▸ REQUIREMENTS
Reproduce the data below with "occurrence" substituted for every occurrence of "instance", changing nothing else and omitting the pictures.

Dataset rows showing where objects appear
'''
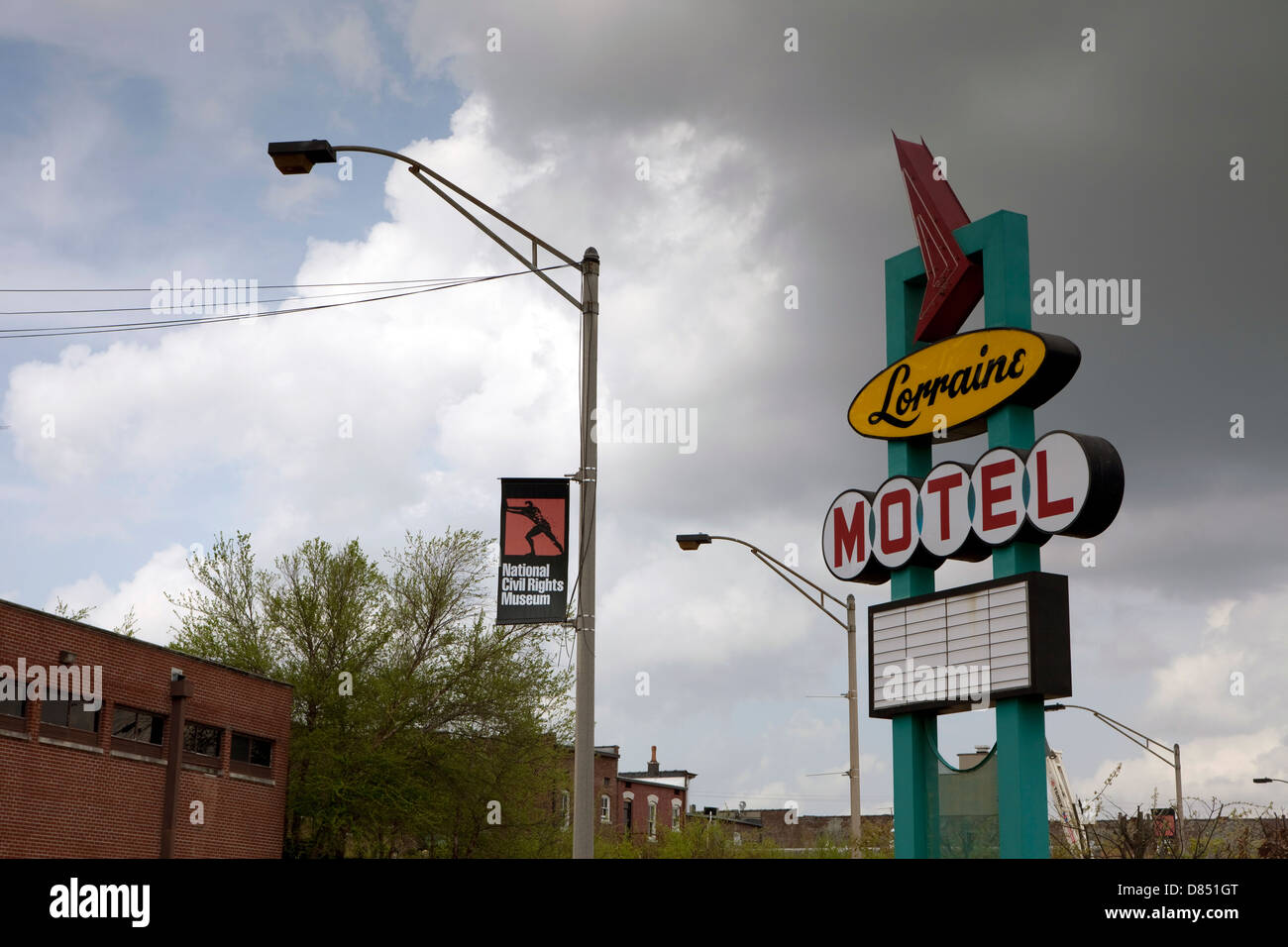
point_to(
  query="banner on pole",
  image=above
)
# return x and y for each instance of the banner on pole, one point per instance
'''
▸ ANSWER TO THE PROBLEM
point_to(
  query="banner on pole",
  image=above
)
# return x and y for each occurrence of the banner on pole, one point per occurrence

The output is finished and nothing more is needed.